SOURCE EXCERPT:
CL: What’s great about typical ‘80s songs, especially those of the synth-driven nature, is that underneath all those layers are brilliantly written songs. Quite typically, I’m drawn to the chorus lines and hooks of things like Human League, Blondie etc. Growing up, I wasn’t a huge fan at all; it was just the noises that surrounded my childhood. But, over time and as I grew older, I realized how many of these songs were familiar to me and I guess I had a whole new appreciation for them.
WSN: What influence did American music have on your own music? You’ve often mentioned musicians such as Bob Dylan, Woody Guthrie and Crosby, Stills and Nash & Young as being important to your own musical upbringing.

REQUIRED TASK A: Name every musician or band mentioned in the interview excerpt.
REQUIRED TASK B: In the interview excerpt, what parts of songs by artists like Human League and Blondie is CL drawn to?
REQUIRED TASK C: Pick up the interview excerpt on '80s and American music right after its final line and carry it forward.

RECORD EXCERPTS:
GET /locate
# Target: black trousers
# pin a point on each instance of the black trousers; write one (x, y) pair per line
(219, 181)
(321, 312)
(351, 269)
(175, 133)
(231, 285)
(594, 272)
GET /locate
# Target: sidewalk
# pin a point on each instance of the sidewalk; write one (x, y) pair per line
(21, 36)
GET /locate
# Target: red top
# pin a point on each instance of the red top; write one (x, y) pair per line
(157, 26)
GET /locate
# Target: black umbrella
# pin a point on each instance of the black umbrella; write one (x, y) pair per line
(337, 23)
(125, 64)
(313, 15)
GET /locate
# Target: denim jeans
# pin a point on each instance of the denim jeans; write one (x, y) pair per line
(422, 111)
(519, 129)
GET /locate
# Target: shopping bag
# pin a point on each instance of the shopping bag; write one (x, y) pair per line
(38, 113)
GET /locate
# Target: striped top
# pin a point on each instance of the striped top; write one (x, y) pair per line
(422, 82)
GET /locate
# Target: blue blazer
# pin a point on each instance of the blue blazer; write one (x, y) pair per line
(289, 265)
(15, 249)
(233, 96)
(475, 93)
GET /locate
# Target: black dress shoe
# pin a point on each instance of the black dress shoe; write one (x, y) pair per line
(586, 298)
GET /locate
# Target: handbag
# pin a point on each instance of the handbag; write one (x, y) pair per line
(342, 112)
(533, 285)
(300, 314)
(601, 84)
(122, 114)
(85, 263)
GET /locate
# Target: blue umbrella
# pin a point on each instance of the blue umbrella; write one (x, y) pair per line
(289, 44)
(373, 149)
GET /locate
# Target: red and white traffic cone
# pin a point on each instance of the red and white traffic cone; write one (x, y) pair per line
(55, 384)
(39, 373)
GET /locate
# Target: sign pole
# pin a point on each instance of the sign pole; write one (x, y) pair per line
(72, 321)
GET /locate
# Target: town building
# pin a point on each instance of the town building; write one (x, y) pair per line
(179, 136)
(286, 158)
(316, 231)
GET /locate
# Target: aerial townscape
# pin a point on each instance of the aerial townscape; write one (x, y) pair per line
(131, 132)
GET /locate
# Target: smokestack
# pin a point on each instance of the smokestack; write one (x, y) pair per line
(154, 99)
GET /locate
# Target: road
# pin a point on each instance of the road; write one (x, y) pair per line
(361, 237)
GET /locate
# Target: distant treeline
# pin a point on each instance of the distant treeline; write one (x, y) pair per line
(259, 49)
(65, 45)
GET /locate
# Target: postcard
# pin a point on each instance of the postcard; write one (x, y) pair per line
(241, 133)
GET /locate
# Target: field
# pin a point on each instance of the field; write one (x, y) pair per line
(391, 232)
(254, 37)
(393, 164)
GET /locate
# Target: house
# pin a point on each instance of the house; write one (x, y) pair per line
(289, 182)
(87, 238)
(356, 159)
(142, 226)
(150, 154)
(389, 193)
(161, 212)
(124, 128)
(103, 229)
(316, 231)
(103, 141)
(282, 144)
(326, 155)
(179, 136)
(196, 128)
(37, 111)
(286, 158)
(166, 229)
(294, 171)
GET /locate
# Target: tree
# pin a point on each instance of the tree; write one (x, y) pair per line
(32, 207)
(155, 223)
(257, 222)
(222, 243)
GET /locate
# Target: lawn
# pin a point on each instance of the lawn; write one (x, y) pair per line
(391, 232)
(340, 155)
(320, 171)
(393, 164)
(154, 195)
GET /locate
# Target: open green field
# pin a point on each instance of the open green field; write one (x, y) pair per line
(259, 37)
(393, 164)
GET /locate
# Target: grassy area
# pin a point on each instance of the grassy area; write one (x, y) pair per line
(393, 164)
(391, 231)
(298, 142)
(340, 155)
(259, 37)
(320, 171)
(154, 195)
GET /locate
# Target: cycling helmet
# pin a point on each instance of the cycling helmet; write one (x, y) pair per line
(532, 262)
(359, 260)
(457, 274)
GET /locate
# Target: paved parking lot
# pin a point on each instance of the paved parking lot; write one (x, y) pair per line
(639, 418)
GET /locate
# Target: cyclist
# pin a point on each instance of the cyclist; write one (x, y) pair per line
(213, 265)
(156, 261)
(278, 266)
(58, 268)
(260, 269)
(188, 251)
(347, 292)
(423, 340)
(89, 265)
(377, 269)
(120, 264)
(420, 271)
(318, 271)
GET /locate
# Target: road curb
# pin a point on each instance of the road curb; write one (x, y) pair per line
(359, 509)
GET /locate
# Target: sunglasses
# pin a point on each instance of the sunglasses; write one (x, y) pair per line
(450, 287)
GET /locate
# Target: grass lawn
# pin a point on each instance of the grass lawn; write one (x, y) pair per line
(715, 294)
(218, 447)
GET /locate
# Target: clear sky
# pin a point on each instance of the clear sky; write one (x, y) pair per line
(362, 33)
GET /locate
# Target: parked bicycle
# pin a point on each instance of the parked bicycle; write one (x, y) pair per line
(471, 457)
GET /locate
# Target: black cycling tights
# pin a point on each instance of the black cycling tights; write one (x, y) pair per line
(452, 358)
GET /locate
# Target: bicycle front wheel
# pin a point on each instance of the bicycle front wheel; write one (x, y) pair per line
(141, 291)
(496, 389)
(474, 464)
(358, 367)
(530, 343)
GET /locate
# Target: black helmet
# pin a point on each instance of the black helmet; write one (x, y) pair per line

EXERCISE RESPONSE A: Human League, Blondie, Bob Dylan, Woody Guthrie, and Crosby, Stills and Nash & Young

EXERCISE RESPONSE B: CL is drawn to their chorus lines and hooks.

EXERCISE RESPONSE C:
CL: Those songwriters arrived at a perfect station in my life when I was a sponge for music. There were a lot of things that took me a few years to understand and get my head around — Townes Van Zandt for example. I don’t think at age 14 or 15 I was ready to grasp the depth of those songs, but I got there eventually. I think American music has always had a huge influence on everywhere else; it was always accessible. Discovering Tom Waits was a game changer for sure and he’s someone that I have been fascinated with for many years. The ties between America and Ireland are very strong so I guess it’s only natural to feel that influence.
WSN: I first heard about your music from another upcoming Northern Irish musician, Owen Denvir, who’s played viola for you. What other Northern Irish musicians should American audiences check out?
CL: Joshua Burnside, Michael Mormecha, Malojian, The Bonnevilles, Alana Henderson, The Emerald Armada, Robocobra Quartet, Hannah McPhillimy.